Excerpt from a dataset:

** start **

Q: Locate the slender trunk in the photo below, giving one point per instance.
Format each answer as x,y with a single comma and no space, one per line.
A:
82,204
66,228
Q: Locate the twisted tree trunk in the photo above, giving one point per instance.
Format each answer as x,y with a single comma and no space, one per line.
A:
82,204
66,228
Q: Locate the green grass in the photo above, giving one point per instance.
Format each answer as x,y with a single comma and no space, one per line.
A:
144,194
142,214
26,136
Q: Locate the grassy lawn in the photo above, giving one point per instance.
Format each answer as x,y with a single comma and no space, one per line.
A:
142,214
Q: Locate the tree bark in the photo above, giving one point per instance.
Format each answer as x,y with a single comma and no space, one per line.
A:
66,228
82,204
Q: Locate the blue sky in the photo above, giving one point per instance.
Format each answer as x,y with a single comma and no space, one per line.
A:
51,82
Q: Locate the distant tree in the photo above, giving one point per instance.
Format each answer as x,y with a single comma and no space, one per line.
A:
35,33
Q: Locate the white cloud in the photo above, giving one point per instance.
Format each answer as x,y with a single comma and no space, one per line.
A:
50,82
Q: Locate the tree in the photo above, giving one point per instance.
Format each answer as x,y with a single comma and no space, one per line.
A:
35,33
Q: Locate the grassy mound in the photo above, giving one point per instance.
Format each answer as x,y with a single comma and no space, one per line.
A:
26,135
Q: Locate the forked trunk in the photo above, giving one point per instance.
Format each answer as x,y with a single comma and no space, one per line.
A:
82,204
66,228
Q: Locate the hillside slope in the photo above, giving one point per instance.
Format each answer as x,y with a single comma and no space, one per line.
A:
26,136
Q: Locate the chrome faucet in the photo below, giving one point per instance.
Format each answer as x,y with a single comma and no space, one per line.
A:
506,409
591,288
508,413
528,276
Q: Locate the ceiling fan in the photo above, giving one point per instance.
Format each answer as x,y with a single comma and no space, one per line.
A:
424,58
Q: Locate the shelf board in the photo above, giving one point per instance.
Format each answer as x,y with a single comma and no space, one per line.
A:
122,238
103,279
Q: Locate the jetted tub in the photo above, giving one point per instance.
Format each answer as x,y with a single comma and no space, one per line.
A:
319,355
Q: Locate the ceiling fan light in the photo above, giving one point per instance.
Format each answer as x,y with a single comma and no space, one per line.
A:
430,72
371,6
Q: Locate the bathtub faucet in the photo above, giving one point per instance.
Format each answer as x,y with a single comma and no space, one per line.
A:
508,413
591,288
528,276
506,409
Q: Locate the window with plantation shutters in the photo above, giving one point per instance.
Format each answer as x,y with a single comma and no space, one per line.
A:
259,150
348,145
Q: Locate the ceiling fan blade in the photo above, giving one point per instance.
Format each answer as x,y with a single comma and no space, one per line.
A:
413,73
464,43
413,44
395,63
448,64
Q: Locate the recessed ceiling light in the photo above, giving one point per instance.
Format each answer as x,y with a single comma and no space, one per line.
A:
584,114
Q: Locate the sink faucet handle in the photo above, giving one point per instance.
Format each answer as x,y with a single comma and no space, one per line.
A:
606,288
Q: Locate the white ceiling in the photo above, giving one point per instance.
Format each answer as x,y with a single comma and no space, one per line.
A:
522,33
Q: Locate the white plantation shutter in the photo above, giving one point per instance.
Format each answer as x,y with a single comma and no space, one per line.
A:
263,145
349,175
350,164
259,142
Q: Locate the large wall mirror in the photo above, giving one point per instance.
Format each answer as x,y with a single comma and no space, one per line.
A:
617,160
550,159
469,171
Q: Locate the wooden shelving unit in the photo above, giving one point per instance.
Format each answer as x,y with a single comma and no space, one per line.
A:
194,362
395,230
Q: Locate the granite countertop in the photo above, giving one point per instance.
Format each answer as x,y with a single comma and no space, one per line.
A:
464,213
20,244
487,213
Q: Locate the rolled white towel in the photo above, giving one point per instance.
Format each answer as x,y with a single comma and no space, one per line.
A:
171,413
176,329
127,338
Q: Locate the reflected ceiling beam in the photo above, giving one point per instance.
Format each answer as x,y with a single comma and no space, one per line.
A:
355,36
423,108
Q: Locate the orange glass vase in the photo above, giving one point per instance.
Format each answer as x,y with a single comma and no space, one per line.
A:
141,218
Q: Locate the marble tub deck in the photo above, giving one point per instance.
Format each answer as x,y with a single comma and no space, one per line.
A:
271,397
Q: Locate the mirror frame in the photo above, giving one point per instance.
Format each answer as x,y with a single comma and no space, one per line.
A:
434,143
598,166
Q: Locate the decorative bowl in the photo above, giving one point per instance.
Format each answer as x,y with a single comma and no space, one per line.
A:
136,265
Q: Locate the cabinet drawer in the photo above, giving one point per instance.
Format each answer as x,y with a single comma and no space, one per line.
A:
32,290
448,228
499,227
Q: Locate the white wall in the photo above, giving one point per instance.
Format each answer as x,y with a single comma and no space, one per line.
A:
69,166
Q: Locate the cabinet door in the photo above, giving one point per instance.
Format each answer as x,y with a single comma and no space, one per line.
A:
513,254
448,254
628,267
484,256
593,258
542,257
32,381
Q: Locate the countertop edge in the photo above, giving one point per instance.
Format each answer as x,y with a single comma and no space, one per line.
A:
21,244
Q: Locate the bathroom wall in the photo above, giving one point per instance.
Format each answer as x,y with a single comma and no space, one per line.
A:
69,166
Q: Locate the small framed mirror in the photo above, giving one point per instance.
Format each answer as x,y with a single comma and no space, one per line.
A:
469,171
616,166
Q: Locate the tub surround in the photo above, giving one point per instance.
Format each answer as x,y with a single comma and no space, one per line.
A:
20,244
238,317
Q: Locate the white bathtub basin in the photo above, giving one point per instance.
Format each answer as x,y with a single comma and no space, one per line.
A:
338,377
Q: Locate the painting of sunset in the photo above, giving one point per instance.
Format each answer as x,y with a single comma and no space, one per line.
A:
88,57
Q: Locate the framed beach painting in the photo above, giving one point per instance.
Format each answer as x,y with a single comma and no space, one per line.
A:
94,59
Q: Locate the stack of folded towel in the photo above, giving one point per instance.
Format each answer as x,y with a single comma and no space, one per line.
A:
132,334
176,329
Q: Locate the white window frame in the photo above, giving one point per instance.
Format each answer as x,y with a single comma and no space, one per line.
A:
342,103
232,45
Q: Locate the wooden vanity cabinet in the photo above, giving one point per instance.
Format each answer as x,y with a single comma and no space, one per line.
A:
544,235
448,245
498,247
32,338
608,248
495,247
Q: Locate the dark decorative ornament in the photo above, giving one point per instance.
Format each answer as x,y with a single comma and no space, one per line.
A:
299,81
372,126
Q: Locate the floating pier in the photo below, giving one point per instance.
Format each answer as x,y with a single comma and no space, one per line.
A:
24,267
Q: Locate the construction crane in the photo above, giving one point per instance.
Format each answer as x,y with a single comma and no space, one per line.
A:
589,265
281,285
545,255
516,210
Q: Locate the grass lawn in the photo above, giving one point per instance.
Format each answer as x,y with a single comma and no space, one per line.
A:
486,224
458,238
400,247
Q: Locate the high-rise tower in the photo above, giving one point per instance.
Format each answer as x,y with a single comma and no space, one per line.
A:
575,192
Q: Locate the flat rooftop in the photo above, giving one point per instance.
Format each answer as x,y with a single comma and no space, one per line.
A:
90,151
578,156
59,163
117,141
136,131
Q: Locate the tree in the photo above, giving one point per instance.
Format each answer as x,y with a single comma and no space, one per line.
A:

** end **

What to produce: Extract every entry above as it appears.

Result of this task:
Q: Locate the slender trunk in the photo below, giving one point per instance.
Format each answer as x,y with a single comma and no space, one per line.
A:
82,204
66,228
Q: Locate the twisted tree trunk in the photo above, giving one point per instance.
Format each answer as x,y with a single comma and no space, one per line.
A:
82,204
66,228
Q: Locate the green grass in the photo above, giving one point per instance.
Format each answer as x,y with a single comma and no space, one per line.
A:
144,194
142,214
26,136
Q: Locate the grassy lawn in the photo above, giving one point per instance.
Format each answer as x,y with a single comma and no space, one per line.
A:
142,214
Q: Locate the tree bark in the photo above, giving one point per instance.
Format each answer as x,y with a single comma and no space, one per line.
A:
66,228
82,204
Q: Locate the blue sky in the photo above, giving one point per instance.
Format each answer as x,y with a single comma and no space, one per line.
A:
51,82
Q: Locate the distant tree in the photo above, giving one point per instance.
Format each answer as x,y with a single comma and no space, one per line.
A:
35,33
Q: Locate the white cloud in the photo above, giving one point per instance.
Format each answer as x,y with a single comma and no space, one per line.
A:
50,82
Q: Locate the tree in the photo above, giving one point per instance.
Format each answer as x,y with a single comma and no space, one per line.
A:
35,33
Q: Locate the grassy mound in the photo above, giving one point per instance.
Format each answer as x,y with a single comma and no space, one per line.
A:
26,135
Q: Locate the forked trunk in the photo above, giving one point per instance.
Format each answer as x,y with a single comma and no space, one per line.
A:
82,204
66,228
Q: Locate the hillside slope in the photo above, giving one point per instance.
Format each answer as x,y with a single comma and no space, one per line.
A:
26,136
Q: Locate the chrome faucet in the photo below, giving one point per instance.
Format each answer as x,y with a single comma and no space, one per line.
A:
506,409
591,288
508,413
528,276
Q: Locate the ceiling fan in the photo above, giving one point per instance.
Format each answer as x,y with a single comma and no space, one per line.
A:
424,58
Q: Locate the shelf board in the photo above, giving one point per instance.
Format each answer as x,y with a single comma and no space, one per line.
A:
122,238
103,279
Q: Locate the jetted tub in the photo above, giving one point per instance.
Format each answer as x,y with a single comma and no space, one per line.
A:
319,355
Q: Locate the ceiling fan light in the photo above, giving one point per instance.
Format each answer as x,y with a single comma and no space, one per line.
A:
430,72
371,6
Q: Locate the bathtub faucet in the photo above, giving one point per instance.
Format each answer as x,y with a single comma and no space, one per line.
A:
508,413
591,288
528,276
506,409
Q: Locate the window with plantation shutters in the photo above, giving one point per instance.
Format each answer as x,y with a single comma and no space, one per line.
A:
259,150
348,145
Q: Locate the ceiling fan blade in the photo above, giving one point per instance.
Format each answer as x,y with a single comma and no space, one per line.
A:
413,73
464,43
413,44
395,63
448,64
Q: Locate the recessed ceiling light in the photo above, giving one point per instance.
Format each answer as x,y with a single comma and no space, one per line.
A:
584,114
Q: Locate the sink faucet handle in the photo above, giving one point per instance.
Format each answer as x,y with a single comma and no space, one per line.
A:
606,288
Q: Locate the white ceiling in the photo above, giving one point per instance.
Format each answer as x,y with a single comma and no space, one per line.
A:
522,33
Q: Locate the white plantation shutter in the photo above, giving one point per instance.
Format each answer as x,y with a single comma and no space, one per line.
A:
263,145
349,175
350,164
259,142
Q: Locate the large wall mirror in the photo above, giving one point per instance.
Format each answer as x,y with a single comma and no space, one per line.
A:
617,160
550,159
469,171
Q: Locate the wooden shelving unit in the photo above, giving one point per instance.
Format each answer as x,y with a single comma and no space, one per line.
A:
194,362
395,230
Q: Locate the granite countertop in the photo above, giving one point per instance.
Format each answer as x,y with a single comma and no space, one per line.
A:
464,213
20,244
487,213
Q: Locate the rolled white towel in the photo above, giving one point per instance.
Format each answer as x,y with a single comma and no space, one per line.
A:
171,413
176,329
127,338
Q: Locate the reflected ceiling beam in the photo above, giving one point per instance.
Format each answer as x,y with a single comma and no space, one per line.
A:
355,36
423,108
Q: Locate the orange glass vase in the photo above, giving one point per instance.
Format each answer as x,y with a single comma and no space, one per line.
A:
141,218
Q: Locate the marble tub deck in the photo above, giving one point per instance.
Format each answer as x,y with a single comma and no space, one per line.
A:
271,397
Q: Locate the mirror frame in the photo above, giving one point per instance.
Format each answer as x,y with a single comma and no space, one per line.
A:
434,143
598,166
Q: Locate the decorative bowl in the photo above, giving one point per instance.
Format each answer as x,y with a single comma and no space, one per line.
A:
136,265
Q: Locate the cabinet drawer in the photo above, giving one point per instance.
Format each answer as x,y with a single comma and no space, one per line.
A:
32,290
448,228
499,227
Q: Locate the white wall in the photo above, giving one point per instance.
Format each answer as x,y with a single comma and no space, one per line.
A:
69,166
Q: Locate the cabinet door in the photo above, giving one point per instance.
Format each answer as x,y with a single comma and no space, one per line.
A:
513,254
448,254
628,267
484,256
593,258
542,257
32,381
Q: Locate the countertop edge in the photo above, giving one point per instance.
Format each answer as x,y with a single comma and no space, one per line.
A:
21,244
Q: Locate the bathroom wall in the photo above, giving one point per instance.
Format each answer as x,y with a single comma and no space, one per line.
A:
69,166
Q: Locate the small framed mirror in the photo above, giving one point per instance.
Format each answer as x,y with a single comma and no space, one per line.
A:
469,171
616,166
Q: Locate the tub surround in the photo above, giving one point per instance.
Format each answer as x,y with a single comma and no space, one per line.
A:
20,244
238,317
Q: Locate the white bathtub basin in the photo above, giving one point per instance.
Format each answer as x,y with a single comma and no space, one per line.
A:
338,377
Q: Locate the painting of sunset in the photo above, giving one point per instance.
Format each answer as x,y with a single comma and no space, one per line.
A:
88,57
Q: Locate the framed beach painting in the photo above, giving one point per instance.
Format each answer as x,y with a single comma and no space, one per line.
A:
94,59
Q: Locate the stack of folded towel in the photo above, giving one point per instance.
Format each answer as x,y with a single comma and no space, one per line.
A:
132,334
176,329
Q: Locate the white window frame in the photo above, giving one point per instance.
Format each answer as x,y with a single comma and no space, one per line.
A:
342,103
232,45
Q: Locate the wooden vanity cabinet in the photo above, giving one point per instance.
Format each answer as x,y with a single comma and no space, one per line.
A:
544,235
448,245
498,247
32,338
608,248
495,247
Q: Locate the dark decorative ornament in the photo above, giving one point per instance.
Format each answer as x,y with a single comma and no space, one per line.
A:
299,81
372,126
Q: Locate the floating pier in the photo below, giving one point per instance.
Format each answer as x,y with a single comma and no space, one per line.
A:
24,267
Q: Locate the construction crane in the photo above, giving one point per instance.
Format each answer as x,y with a single comma and no space, one per line.
A:
589,265
281,285
545,255
516,210
Q: Locate the grass lawn in the photo above, giving one point per instance.
Format each answer as x,y with a single comma and no space, one per line.
A:
486,224
458,238
400,247
Q: Locate the high-rise tower in the photo above, giving one point per instance.
Format each answer as x,y with a single comma and no space, one per line.
A:
575,192
Q: Locate the flat rooftop in the photo above, giving one point per instance.
Format each answer as x,y with a single comma and no space, one per line.
A:
90,151
578,156
59,163
117,141
136,131
Q: Locate the tree in the photo above, giving one point per instance.
Format each answer as x,y with a single comma and no space, one per line.
A:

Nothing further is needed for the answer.